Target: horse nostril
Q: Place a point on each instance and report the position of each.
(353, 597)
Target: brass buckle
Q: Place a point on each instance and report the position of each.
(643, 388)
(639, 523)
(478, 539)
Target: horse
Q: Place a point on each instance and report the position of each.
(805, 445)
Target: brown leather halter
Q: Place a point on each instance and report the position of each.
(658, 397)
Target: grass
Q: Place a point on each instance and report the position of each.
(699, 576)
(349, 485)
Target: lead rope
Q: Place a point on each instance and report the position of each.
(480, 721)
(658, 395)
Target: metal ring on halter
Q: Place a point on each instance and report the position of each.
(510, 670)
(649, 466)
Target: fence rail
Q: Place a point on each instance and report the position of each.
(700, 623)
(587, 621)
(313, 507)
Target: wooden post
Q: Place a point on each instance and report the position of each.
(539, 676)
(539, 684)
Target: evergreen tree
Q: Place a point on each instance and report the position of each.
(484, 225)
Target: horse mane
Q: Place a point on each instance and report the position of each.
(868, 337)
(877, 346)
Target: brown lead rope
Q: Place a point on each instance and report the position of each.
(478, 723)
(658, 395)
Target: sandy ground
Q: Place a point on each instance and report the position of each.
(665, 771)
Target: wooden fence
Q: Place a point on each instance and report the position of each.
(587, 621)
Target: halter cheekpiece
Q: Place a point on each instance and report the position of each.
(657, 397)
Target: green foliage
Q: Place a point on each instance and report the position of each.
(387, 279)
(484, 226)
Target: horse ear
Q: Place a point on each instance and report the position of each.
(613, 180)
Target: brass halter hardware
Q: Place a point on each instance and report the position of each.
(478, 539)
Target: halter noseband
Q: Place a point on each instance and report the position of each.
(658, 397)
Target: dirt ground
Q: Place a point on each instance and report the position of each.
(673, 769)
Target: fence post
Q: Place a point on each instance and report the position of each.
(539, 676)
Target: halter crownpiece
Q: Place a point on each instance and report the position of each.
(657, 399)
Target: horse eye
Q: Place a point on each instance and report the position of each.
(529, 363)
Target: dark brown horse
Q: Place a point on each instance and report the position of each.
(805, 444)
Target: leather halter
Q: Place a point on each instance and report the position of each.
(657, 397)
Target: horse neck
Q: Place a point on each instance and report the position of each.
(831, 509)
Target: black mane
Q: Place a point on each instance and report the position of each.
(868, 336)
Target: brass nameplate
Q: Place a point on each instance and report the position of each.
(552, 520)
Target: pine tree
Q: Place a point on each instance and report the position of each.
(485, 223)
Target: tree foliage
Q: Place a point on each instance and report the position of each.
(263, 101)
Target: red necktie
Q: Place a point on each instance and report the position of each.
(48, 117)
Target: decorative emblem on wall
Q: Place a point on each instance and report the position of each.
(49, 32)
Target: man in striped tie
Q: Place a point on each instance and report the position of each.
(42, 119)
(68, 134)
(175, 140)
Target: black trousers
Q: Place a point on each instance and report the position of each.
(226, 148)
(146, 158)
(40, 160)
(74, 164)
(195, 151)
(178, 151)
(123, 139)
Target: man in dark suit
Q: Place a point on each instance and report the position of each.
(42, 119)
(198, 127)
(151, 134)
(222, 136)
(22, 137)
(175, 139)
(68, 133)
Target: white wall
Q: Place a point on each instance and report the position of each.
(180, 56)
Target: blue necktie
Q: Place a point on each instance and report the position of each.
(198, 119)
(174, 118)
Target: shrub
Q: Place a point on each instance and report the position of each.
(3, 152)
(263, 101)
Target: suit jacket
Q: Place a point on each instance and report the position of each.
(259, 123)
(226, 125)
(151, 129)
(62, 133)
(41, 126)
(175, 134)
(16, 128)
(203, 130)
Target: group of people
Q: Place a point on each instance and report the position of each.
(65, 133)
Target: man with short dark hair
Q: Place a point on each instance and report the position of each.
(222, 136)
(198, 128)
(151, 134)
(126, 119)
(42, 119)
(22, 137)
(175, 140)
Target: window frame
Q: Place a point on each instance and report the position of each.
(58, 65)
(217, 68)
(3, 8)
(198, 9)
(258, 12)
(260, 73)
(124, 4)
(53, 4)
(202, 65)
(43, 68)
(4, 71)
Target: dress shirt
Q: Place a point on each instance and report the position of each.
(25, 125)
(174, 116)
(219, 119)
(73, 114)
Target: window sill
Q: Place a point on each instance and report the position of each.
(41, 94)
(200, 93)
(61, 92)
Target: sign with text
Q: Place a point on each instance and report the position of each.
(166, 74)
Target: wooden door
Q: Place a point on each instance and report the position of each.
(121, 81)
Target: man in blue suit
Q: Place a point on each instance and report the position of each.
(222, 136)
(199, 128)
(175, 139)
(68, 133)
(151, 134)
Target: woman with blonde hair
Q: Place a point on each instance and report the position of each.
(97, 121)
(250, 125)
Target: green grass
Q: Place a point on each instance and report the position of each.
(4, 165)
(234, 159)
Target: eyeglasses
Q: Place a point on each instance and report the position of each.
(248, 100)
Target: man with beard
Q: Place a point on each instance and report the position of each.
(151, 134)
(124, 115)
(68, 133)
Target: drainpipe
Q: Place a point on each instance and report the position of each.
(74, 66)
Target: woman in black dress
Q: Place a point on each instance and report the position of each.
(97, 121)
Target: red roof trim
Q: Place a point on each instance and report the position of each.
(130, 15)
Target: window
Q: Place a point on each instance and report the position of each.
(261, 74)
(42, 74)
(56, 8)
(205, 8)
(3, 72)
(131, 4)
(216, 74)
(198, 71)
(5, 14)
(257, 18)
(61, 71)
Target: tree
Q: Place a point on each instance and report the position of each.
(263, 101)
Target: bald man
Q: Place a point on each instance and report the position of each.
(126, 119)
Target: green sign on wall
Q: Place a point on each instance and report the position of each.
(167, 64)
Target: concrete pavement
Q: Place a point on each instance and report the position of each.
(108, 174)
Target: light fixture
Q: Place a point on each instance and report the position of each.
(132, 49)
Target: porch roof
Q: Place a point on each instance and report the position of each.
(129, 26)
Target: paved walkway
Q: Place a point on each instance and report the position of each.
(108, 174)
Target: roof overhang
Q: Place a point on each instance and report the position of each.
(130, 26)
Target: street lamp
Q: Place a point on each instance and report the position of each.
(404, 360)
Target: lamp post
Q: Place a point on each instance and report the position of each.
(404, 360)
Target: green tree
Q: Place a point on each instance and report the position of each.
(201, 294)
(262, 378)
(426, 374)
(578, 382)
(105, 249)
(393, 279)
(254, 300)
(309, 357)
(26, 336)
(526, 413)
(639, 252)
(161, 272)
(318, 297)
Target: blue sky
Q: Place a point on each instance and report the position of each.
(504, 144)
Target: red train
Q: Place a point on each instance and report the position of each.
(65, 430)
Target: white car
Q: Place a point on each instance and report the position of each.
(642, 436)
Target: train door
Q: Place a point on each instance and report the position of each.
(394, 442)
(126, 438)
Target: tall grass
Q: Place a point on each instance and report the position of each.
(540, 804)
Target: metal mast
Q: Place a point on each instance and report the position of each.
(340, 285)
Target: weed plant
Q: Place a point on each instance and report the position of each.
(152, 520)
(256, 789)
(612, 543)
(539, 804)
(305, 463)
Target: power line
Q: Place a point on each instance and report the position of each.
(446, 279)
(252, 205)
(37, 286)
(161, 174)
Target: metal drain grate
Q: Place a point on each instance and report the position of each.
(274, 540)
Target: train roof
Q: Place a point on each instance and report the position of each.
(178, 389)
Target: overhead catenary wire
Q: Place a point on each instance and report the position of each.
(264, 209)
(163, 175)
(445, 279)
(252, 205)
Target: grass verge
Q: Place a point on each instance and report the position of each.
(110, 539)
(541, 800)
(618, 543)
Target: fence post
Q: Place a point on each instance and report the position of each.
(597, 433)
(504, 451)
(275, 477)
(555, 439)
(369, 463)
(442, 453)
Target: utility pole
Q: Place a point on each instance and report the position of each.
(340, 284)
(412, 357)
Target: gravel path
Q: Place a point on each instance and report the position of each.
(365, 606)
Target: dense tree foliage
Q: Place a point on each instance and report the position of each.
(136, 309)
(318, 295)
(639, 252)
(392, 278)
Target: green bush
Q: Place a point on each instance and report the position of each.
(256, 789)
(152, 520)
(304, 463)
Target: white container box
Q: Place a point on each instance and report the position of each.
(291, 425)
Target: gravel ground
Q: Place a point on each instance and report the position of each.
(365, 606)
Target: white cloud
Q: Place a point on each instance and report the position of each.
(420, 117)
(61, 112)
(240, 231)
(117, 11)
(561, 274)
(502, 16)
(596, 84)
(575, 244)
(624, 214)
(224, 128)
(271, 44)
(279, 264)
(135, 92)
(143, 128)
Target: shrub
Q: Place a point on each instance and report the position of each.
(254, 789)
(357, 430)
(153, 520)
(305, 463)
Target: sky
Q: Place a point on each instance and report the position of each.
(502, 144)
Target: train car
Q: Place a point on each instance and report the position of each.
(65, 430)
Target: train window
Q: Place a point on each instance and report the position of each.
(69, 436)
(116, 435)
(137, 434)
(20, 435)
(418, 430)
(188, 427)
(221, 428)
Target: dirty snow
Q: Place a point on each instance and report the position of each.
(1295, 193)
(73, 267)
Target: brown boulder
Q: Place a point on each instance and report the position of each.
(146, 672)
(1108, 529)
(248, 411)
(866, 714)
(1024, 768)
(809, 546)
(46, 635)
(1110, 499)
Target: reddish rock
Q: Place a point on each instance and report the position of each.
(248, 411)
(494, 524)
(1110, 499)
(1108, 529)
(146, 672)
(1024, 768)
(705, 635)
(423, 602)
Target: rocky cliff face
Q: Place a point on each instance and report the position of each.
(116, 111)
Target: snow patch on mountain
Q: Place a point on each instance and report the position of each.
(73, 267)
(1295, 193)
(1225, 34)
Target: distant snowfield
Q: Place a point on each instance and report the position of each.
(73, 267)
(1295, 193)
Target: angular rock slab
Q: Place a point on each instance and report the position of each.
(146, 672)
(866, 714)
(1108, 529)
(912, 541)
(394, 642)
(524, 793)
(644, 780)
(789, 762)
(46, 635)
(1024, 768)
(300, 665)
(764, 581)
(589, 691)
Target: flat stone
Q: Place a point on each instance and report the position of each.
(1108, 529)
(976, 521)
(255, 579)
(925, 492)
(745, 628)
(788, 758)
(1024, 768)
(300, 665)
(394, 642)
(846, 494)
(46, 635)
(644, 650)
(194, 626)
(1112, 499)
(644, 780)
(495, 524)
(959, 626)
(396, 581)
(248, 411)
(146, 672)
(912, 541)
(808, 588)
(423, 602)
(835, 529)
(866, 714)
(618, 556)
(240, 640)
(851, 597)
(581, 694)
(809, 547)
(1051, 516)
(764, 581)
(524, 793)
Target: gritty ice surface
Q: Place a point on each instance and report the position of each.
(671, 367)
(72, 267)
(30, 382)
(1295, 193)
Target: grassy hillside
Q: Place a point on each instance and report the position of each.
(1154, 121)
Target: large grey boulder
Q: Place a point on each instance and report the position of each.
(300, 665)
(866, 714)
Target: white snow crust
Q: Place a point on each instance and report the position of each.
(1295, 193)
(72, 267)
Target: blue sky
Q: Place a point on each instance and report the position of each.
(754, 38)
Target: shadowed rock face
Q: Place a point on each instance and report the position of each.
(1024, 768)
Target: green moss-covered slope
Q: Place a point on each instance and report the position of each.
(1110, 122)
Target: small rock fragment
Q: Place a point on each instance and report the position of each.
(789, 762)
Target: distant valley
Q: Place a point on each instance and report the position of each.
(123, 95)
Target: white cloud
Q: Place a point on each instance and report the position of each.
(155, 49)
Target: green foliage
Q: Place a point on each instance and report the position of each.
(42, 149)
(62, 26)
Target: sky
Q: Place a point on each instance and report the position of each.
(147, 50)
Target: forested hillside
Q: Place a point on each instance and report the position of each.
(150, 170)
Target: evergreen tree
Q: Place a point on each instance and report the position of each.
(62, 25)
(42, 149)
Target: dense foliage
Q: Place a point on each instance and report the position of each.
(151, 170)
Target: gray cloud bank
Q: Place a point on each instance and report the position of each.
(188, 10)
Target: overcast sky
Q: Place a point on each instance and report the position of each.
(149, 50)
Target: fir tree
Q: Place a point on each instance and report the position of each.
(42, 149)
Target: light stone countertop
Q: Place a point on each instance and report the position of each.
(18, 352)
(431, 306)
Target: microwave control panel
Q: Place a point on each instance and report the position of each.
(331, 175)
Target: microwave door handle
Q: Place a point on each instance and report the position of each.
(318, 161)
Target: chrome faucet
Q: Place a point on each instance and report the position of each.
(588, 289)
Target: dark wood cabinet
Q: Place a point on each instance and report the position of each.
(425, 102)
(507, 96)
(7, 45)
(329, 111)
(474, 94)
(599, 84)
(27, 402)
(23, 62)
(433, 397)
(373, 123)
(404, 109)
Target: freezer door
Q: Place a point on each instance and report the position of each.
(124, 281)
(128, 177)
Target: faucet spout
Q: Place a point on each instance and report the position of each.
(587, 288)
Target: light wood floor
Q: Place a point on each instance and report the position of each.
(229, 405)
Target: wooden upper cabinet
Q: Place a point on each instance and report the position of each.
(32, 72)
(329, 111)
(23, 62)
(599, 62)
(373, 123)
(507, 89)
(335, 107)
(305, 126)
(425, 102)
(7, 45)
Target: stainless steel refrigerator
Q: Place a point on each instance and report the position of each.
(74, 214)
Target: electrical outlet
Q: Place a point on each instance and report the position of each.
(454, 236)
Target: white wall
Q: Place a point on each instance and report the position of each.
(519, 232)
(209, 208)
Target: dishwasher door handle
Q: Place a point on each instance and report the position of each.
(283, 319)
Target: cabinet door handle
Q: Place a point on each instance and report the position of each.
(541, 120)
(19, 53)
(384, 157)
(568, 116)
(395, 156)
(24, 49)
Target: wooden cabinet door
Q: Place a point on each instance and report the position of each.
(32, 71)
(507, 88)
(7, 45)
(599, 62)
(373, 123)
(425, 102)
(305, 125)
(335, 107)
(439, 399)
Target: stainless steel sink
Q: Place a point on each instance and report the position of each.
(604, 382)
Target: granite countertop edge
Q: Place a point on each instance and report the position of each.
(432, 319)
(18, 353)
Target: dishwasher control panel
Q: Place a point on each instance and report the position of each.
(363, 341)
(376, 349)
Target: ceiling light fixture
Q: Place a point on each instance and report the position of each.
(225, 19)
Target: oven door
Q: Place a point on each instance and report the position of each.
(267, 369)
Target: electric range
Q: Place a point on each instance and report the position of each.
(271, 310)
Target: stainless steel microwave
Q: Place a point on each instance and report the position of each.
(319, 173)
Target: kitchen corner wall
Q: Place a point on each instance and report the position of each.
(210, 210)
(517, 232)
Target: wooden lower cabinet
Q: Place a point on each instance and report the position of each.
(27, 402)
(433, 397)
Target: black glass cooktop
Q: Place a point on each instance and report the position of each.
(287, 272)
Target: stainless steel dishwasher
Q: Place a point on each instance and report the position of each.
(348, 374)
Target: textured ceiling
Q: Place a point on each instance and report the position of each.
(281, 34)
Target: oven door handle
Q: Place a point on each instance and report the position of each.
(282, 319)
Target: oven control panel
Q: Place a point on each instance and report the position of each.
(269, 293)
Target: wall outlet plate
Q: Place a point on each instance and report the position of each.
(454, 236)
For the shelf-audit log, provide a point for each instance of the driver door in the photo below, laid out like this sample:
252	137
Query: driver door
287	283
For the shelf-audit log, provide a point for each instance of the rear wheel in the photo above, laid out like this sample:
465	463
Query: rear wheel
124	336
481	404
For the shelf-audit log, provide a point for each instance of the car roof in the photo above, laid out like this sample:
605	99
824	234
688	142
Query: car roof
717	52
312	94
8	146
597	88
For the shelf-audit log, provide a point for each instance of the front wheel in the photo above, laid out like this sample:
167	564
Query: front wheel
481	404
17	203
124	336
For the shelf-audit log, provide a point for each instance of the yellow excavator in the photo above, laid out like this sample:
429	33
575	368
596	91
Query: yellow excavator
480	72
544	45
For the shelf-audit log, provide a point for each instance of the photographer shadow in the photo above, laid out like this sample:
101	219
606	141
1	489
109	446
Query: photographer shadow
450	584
###
Exercise objective | Beginning with the line that contains "of the photographer", retype every remaining line of the listing exactly, ending with the last one.

Solution to this exercise |
For the shelf-audit log, provide a point for each instance of the photographer shadow in the photo above, laid out like this sample:
101	219
606	141
1	489
109	446
Query: photographer shadow
450	584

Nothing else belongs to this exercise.